#### Task brief:
Duplicate the passage on West Farleigh, everything from "The club also" down to "the 11th century.".

Segment Start: Passage for review

Village in Kent, England

West Farleigh is a village and civil parish four miles (6 km) southwest of Maidstone in the county of Kent. The parish has a population of approximately 450, and is bounded by the civil parishes of East Farleigh, Hunton, Yalding, and over the River Medway by Wateringbury, Teston and Barming. The village has two pubs: The Tickled Trout and The Good Intent, a third, The White House, ceased trading in 2020. Adjacent to the church is the village cricket ground. The village is twinned with the northern German village of Ringstedt, near Bremerhaven.

The Sports Club runs a football section involving: two senior Saturday sides, currently both play in the Sevenoaks and District Football League, an occasional veterans' side, and several junior sides, with the younger age groups playing their home games at Elmscroft Park, Charlton Lane. An annual tour, once mainly between the club's footballers and that of Ringstedt (but now includes many from the wider community) has been an ongoing, ever-flourishing event since 1988. The cricket section of the sports club runs two senior teams on Saturdays, playing in the Kent County Village League. The netball section plays in the Malling and Maidstone Netball League. Notable players who have played for the club include; David Sadler (Manchester United), Mark Beeney (Leeds United) and Alessia Russo who began her club football in the U5's, U6's and U7's (Arsenal and England Lionesses).

The club also runs the village's Firework Display on each first Friday in November.

The village produces its own monthly newsletter "Life-Line", and an events' website "The Farleighs".

The primary school, which had one classroom, closed in 1968. One of its two teachers at the time, was Miss Whittle, the daughter of Sir Frank Whittle, inventor of the (turbo) jet engine. The village's post office and only shop closed in 1986.

The parish church of 'All Saints' dates back to the 11th century.

Segment End: Passage for review
Segment Start: Entries provided

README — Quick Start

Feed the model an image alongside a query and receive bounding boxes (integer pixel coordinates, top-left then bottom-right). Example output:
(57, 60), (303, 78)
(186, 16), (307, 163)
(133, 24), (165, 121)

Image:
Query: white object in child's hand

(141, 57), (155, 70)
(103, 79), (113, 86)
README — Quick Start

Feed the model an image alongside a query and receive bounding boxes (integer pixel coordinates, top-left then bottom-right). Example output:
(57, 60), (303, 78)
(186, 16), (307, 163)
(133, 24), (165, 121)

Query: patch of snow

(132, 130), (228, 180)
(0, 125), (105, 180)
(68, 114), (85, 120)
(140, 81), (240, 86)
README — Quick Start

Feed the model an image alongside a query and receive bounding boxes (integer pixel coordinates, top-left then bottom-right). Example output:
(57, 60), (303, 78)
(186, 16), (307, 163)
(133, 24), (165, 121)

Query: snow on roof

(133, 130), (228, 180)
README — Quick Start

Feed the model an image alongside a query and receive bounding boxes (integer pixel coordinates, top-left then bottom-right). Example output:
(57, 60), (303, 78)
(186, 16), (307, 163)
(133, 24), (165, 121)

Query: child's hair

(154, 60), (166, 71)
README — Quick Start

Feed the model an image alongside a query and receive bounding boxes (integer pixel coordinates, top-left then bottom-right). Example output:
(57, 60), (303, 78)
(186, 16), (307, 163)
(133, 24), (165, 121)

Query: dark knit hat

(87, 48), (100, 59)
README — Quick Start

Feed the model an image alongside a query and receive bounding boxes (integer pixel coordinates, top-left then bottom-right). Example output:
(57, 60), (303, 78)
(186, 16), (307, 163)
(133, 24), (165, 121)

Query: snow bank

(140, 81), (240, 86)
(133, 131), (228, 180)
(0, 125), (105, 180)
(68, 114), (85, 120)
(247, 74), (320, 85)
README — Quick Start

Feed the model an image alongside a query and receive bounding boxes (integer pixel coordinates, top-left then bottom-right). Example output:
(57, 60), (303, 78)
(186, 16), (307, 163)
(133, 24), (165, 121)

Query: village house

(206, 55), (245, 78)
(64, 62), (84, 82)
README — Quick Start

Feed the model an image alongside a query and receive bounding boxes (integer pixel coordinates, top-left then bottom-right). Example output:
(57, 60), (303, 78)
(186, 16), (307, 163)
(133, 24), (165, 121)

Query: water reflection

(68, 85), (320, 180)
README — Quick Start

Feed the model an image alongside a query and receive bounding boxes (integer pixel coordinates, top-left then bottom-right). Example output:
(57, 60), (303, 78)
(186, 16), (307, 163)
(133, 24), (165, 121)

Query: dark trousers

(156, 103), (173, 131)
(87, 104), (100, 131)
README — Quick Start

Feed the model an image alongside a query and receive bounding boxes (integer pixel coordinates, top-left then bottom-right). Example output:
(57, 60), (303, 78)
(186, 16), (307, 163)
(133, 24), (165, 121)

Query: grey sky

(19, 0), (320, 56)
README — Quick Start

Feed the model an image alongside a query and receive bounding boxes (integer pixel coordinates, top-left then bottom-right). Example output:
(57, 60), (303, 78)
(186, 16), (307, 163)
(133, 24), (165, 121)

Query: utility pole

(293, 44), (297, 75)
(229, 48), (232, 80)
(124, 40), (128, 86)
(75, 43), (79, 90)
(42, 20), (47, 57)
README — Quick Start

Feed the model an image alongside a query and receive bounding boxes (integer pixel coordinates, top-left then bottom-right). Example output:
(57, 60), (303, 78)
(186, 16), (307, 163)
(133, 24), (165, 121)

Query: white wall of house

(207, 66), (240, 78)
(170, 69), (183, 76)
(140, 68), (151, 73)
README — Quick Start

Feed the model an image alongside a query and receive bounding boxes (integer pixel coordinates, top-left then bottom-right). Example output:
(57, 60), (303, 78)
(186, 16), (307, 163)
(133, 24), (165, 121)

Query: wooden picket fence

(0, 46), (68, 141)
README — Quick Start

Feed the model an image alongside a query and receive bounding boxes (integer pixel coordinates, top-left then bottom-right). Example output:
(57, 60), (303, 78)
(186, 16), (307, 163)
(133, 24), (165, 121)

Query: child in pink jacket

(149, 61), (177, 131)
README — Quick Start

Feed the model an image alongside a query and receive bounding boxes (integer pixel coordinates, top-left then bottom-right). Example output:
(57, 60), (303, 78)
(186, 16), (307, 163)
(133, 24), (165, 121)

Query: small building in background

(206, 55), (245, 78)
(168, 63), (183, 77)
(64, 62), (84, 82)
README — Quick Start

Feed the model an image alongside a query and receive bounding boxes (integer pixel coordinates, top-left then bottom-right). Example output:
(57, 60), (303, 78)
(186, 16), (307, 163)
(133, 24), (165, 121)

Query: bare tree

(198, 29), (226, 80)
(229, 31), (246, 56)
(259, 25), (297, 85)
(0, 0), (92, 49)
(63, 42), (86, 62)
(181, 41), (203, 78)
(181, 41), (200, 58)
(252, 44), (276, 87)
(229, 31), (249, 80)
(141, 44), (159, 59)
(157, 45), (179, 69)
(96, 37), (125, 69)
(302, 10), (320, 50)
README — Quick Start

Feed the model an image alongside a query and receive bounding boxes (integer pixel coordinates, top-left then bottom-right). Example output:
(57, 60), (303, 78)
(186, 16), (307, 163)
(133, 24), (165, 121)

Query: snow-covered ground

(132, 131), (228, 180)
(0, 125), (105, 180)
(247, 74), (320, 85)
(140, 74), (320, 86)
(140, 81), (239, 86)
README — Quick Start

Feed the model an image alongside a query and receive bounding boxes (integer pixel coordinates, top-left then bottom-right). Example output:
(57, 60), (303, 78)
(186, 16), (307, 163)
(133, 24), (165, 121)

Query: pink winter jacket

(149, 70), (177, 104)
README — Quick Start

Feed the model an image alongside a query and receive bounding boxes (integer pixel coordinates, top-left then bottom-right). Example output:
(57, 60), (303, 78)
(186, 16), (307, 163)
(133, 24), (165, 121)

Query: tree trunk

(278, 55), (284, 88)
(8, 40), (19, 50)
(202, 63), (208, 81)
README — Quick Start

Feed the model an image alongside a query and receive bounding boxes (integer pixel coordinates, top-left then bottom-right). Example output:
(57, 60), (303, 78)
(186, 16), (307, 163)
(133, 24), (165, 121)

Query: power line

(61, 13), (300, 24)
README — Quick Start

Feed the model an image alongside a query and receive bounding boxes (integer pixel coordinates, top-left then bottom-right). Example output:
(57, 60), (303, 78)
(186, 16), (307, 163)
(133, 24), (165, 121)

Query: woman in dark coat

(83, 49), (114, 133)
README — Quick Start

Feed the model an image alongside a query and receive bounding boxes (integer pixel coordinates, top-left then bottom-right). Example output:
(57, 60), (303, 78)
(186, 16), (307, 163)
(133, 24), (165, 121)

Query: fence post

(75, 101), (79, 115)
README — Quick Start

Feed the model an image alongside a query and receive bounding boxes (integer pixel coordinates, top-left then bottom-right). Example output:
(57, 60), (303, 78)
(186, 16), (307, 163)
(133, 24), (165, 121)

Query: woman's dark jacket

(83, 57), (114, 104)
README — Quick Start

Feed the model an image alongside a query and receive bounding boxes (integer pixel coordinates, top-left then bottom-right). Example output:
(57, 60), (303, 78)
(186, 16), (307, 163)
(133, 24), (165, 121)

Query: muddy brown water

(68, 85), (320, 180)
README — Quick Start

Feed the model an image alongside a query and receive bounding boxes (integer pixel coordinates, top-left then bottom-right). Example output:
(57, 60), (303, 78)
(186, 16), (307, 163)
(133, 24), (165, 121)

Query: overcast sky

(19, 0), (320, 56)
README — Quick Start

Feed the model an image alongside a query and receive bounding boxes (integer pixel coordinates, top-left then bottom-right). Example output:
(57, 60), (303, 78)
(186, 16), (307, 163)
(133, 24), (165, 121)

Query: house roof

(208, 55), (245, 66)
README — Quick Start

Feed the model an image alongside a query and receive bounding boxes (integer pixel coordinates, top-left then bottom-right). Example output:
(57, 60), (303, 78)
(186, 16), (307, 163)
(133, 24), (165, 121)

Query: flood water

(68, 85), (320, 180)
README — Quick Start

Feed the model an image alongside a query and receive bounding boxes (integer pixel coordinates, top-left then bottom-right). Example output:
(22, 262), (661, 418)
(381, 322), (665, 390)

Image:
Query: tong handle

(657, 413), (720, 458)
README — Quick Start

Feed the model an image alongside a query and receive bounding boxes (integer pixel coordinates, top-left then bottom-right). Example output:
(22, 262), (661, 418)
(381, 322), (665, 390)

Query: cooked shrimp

Segment End: Entries provided

#### Finished exercise:
The club also runs the village's Firework Display on each first Friday in November.

The village produces its own monthly newsletter "Life-Line", and an events' website "The Farleighs".

The primary school, which had one classroom, closed in 1968. One of its two teachers at the time, was Miss Whittle, the daughter of Sir Frank Whittle, inventor of the (turbo) jet engine. The village's post office and only shop closed in 1986.

The parish church of 'All Saints' dates back to the 11th century.